- What the exercise asks
Transcribe the following entries word for word; no picture is to appear in the copy.

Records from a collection
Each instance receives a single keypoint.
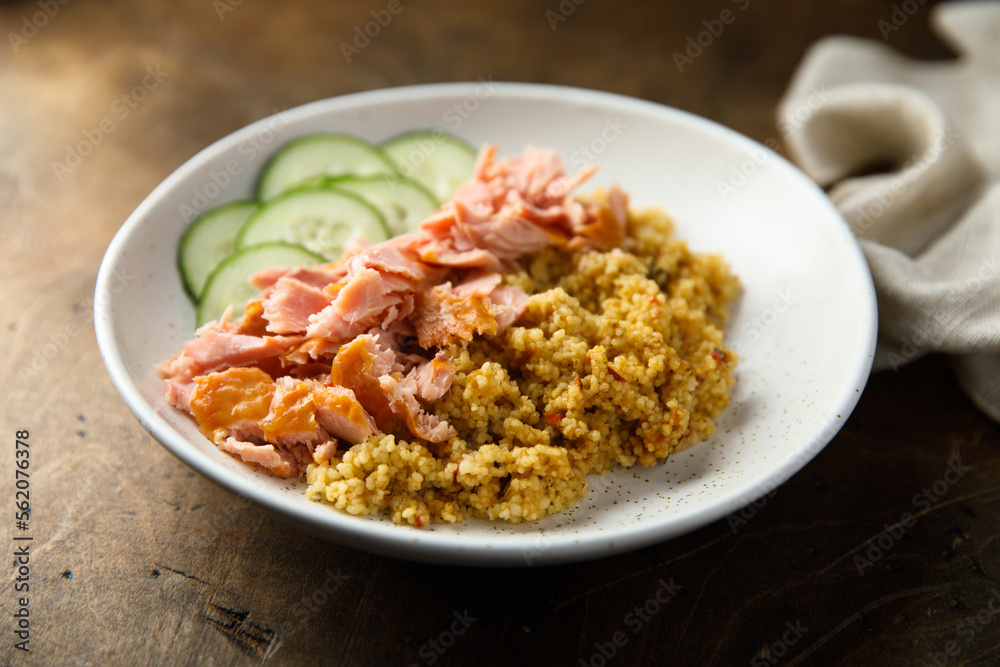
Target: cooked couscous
(618, 359)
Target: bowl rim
(385, 538)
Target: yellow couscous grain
(619, 359)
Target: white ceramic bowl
(804, 326)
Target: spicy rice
(618, 359)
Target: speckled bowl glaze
(804, 326)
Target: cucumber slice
(438, 161)
(227, 285)
(320, 155)
(209, 240)
(403, 203)
(319, 219)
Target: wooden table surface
(135, 560)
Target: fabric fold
(910, 154)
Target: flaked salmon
(334, 354)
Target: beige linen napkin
(910, 153)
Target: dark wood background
(137, 560)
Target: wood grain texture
(137, 560)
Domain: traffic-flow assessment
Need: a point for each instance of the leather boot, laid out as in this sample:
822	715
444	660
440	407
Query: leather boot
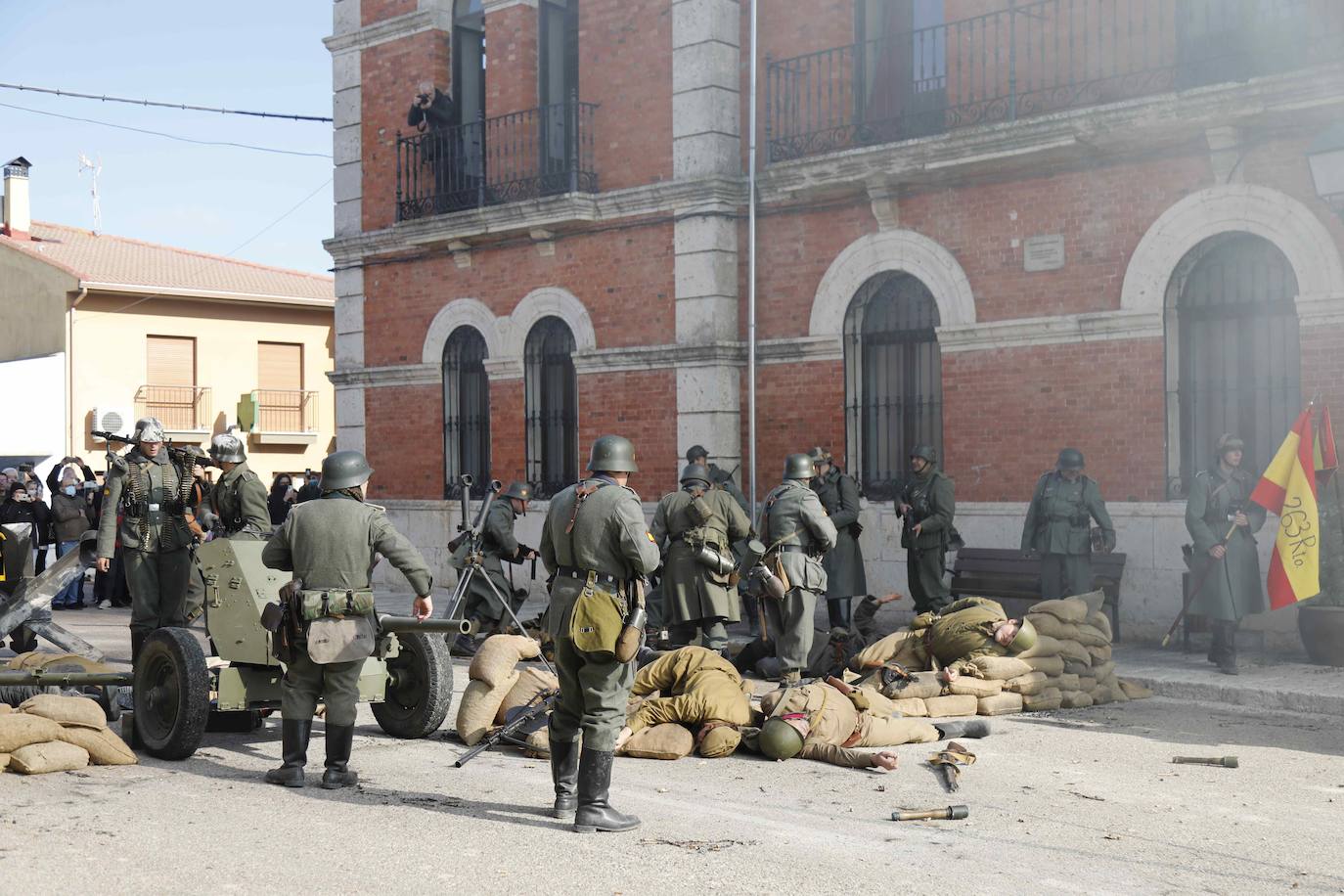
294	751
564	773
594	810
338	740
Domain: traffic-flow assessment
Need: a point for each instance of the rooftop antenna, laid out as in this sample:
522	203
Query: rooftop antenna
85	164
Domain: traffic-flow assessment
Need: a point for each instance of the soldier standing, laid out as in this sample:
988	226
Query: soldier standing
1058	527
1222	520
596	543
927	506
689	524
797	532
152	495
845	578
331	544
498	544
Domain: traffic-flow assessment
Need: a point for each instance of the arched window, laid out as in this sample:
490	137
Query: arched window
467	410
1232	362
553	407
893	379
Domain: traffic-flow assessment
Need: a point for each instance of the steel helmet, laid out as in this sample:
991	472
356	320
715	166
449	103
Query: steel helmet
798	467
344	469
780	739
611	454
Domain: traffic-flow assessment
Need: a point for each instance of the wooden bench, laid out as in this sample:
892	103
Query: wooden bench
1006	574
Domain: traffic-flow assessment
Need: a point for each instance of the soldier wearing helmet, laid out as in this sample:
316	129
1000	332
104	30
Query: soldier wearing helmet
498	546
927	506
797	532
594	544
1058	527
695	528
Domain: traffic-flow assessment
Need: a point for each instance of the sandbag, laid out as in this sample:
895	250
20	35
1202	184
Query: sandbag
973	687
498	655
530	683
1031	683
959	704
19	730
1048	698
104	747
67	711
667	740
912	707
50	755
999	668
1050	665
1135	691
476	711
1066	608
1052	626
1000	704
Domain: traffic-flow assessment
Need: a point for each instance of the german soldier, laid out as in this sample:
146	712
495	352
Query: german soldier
927	506
1222	520
151	493
1058	527
696	527
499	544
797	532
845	578
331	546
596	544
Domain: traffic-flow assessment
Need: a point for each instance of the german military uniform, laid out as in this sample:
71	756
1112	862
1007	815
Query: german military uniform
594	544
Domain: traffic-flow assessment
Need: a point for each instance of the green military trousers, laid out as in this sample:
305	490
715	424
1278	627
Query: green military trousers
1063	575
923	574
305	683
157	582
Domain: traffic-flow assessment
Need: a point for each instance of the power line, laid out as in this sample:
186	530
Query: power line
158	133
162	105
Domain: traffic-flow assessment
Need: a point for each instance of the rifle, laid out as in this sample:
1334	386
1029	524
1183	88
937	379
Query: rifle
524	719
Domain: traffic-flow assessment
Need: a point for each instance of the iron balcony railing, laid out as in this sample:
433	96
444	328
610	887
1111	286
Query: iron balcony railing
284	410
1032	58
523	155
179	407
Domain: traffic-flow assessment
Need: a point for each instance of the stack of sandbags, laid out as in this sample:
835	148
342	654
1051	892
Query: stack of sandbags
51	733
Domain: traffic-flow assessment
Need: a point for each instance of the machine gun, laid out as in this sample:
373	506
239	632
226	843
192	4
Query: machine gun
517	723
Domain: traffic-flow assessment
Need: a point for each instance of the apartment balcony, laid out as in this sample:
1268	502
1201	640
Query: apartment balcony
520	156
1030	60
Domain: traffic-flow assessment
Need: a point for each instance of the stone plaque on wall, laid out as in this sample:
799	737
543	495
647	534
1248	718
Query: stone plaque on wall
1043	252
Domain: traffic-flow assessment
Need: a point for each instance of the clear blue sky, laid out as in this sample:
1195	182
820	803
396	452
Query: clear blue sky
243	54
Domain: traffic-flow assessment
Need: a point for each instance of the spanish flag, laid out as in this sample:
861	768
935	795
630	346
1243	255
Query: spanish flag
1287	489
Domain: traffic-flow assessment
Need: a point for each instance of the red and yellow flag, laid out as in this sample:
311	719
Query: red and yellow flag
1287	489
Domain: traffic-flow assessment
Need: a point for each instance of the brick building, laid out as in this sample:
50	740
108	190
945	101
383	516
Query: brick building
996	226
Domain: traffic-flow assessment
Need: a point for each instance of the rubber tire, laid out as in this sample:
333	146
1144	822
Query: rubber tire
176	653
419	713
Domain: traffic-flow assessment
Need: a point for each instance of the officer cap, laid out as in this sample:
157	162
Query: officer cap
1070	460
780	739
344	469
611	454
798	467
227	448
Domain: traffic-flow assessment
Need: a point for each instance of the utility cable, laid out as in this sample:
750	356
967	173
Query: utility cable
162	105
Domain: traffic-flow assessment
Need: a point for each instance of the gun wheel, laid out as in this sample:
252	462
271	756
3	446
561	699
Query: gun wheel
420	687
172	694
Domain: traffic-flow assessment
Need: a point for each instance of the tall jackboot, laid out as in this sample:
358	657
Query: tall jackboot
594	810
564	773
338	741
294	734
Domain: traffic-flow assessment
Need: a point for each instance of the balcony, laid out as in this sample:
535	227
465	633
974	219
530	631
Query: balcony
184	410
1032	60
525	155
283	417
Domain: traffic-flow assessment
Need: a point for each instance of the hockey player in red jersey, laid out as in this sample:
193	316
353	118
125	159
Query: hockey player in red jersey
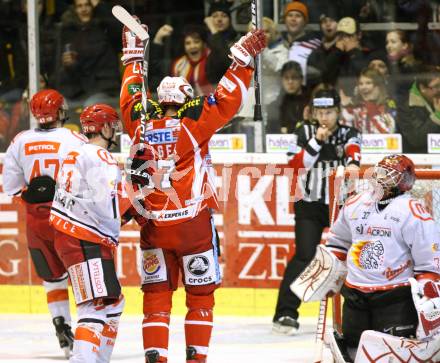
85	214
174	170
30	168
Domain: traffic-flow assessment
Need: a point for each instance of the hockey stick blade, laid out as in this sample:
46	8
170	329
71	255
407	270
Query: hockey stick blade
125	18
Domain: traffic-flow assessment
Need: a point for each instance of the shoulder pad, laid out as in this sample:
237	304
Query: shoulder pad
192	109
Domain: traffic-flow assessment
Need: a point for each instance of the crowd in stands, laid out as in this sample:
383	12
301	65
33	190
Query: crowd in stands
388	78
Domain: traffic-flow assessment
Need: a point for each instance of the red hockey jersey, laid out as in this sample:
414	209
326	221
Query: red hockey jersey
182	177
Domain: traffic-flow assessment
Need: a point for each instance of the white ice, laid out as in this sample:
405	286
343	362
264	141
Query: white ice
31	338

- Completed exercise
Each instance receives a single keypoint.
Target: cooked couscous
(618, 359)
Target: bowl rim
(385, 538)
Target: yellow couscous grain
(619, 359)
Target: white ceramic bowl
(804, 326)
Target: spicy rice
(618, 359)
Target: speckled bowl glaze
(804, 326)
Target: cucumber slice
(438, 161)
(227, 285)
(320, 155)
(209, 240)
(403, 203)
(319, 219)
Target: wooden table surface
(135, 560)
Target: fabric fold
(910, 154)
Target: flaked salmon
(334, 354)
Target: beige linen napkin
(910, 153)
Target: dark wood background
(137, 560)
Target: wood grain texture
(137, 560)
Domain: traffic-flow assessment
Need: a point for each instance of the leather boot, laid out as in this sample:
822	715
444	660
440	407
Query: leather boot
294	751
564	773
594	810
338	740
Domain: traffic-flow assessment
Need: a point for each instance of the rooftop antenna, laid out as in this sample:
522	203
Query: rooftop antenna
85	164
Domain: traffic-flow assessment
Need: a point for each instance of the soldier standing, laid out as in this sample:
988	226
Query: soldier standing
1058	527
1222	520
596	543
927	506
689	524
797	532
152	495
845	578
331	544
498	544
Domain: traffic-flow assessment
Need: a point for each instance of the arched window, laid out as in this sample:
490	137
Query: arched window
467	410
1232	362
553	407
893	379
Domain: traffic-flow assessment
Need: a point for each instance of the steel helmet, laid out as in this sample:
991	472
356	320
715	166
449	103
Query: steel helmet
798	467
344	469
780	739
611	454
Domain: traffic-flow assessment
Need: a point for each instance of the wooden bench, laid out as in this sample:
892	103
Query: wooden bench
1006	574
Domain: traffic-flow assessment
Need: a point for each instance of the soldier wearing helmet, laid out as in this sample:
316	129
1000	332
104	30
Query: soldier wearing helmet
498	546
927	506
797	532
594	544
1058	527
695	528
Domain: traffic-flow assessment
Need: a point for each instance of the sandbag, laid out as in this sample:
895	250
20	35
1202	184
Query: sandbag
973	687
498	655
530	683
1031	683
959	704
19	730
1048	698
104	747
67	711
667	740
912	707
50	755
999	668
1050	665
1135	691
476	711
1066	608
1052	626
1000	704
Domain: traffic-flow assessment
Need: a point for each instance of the german soldier, laid out as in this sample:
146	712
495	352
Query: german soldier
927	506
1222	520
151	493
1058	527
696	527
499	544
797	532
845	578
331	546
596	544
Domain: traffic-flow assessment
Need: a point for each instance of the german military uniform, laid out as in this sample:
71	756
1112	862
1007	815
Query: german military uniform
594	544
Domain: traffic-flow assessment
Need: a point for each instance of the green military trousers, laid out as in this sample:
305	490
715	424
1278	627
Query: green military trousers
1063	575
923	574
305	683
157	582
Domain: traffic-flow assessment
Need: a point for each instance of the power line, laid out as in this sample:
186	530
Query: power line
158	133
162	105
Domain: traffic-flow assessment
Need: a point for each instance of the rifle, laid out as in this sample:
1334	386
1029	524
1183	88
937	379
Query: rifle
524	719
Domain: traffic-flow assessment
Need: a point for each instance of the iron balcony railing, laid out as in this sample:
433	96
444	328
610	887
1111	286
Query: iron balcony railing
284	410
1032	58
523	155
179	407
Domain: traffic-flow assessment
Need: a point for each instance of the stack of sandbags, laid out as in this sample:
835	148
342	654
1051	892
Query: stack of sandbags
51	733
Domain: traffic-flow assessment
Need: a point for each instance of the machine gun, laid out as in this sample:
373	506
239	632
226	843
192	4
Query: machine gun
517	723
Domain: traffic-flow assessment
Need: a point for each instance of the apartment balcony, laid out as in this sample:
1268	502
1201	640
Query: apartment balcony
520	156
1030	60
Domain: traffic-flow assessment
Need: a point for each instance of the stone plaque on wall, laid out as in this sample:
799	737
543	495
647	534
1248	718
Query: stone plaque on wall
1043	252
Domain: traffic-flow assessment
Need: a point for each instance of the clear blue sky, laid out as in this sample:
1195	182
820	803
396	452
Query: clear blue sky
243	54
Domain: traffic-flow assessment
Need: a point for each instance of the spanish flag, laid out as in this sample:
861	768
935	795
630	346
1243	255
Query: spanish flag
1287	489
Domain: traffic-flow assessment
Need: a point for each instance of the red and yellow flag, laid out as in this sample:
311	719
Query: red and yellow flag
1287	489
Domain: traffic-flow assessment
Need: a point for each instance of the brick building, laid out as in this sample:
50	740
108	190
945	101
383	516
Query: brick building
996	226
Domain: traffic-flow assessment
Need: a point for each instance of the rubber tire, laid out as in this sample:
333	146
1144	822
Query: rubber tire
176	653
419	713
Domain: traffic-flow assessment
Need: a point for each instance of the officer cap, laid out as in this sample:
157	162
Query: officer cap
1070	460
780	739
344	469
611	454
798	467
227	448
Domain: traffic-flow assessment
Need: a point for each instance of the utility cable, laid out as in this sample:
750	356
967	173
Query: utility cable
162	105
Domain: traffic-flow assessment
Need: a point for each instance of the gun wheel, laid out as in this sample:
252	462
271	756
3	446
561	699
Query: gun wheel
420	687
172	694
Domain: traffic-flow assessment
Need: a point for each instance of the tall jackboot, laid out as in this sample:
358	657
Query: tall jackboot
594	810
564	773
338	741
294	734
Domain: traffic-flow assessment
Need: a point for each instance of the balcony, laid out as in this sample:
535	227
465	633
974	219
530	631
Query: balcony
184	410
1032	60
525	155
283	417
Domain: traffic-flow assessment
Need: a point for each instance of the hockey player in red jersey, laid out as in this sample:
193	316
353	118
125	159
Query: hockey player in red jersey
85	214
174	170
30	168
Domain: traffic-flow assessment
Need: a point for each instance of the hockey stick blade, laid out as in this sample:
46	8
170	329
71	255
407	270
Query: hockey stick blade
125	18
Domain: traffic-flow assessment
Need: a point for each instance of the shoulder pad, laid out as in this sample:
237	304
Query: shoulder pad
192	109
Domain: traffic-flow assessment
Need: a point for each instance of the crowd in stands, laid out as in this sample:
383	12
301	65
33	190
Query: crowd in stands
388	78
Domain: traffic-flow assessment
Need: a point for each instance of the red hockey jersey, laid out as in this sample:
414	209
326	221
Query: red hockey jersey
182	177
Domain: traffic-flow assessment
Need: a point for each instance of the white ice, laid out as in this sample:
405	286
343	362
264	141
Query: white ice
31	338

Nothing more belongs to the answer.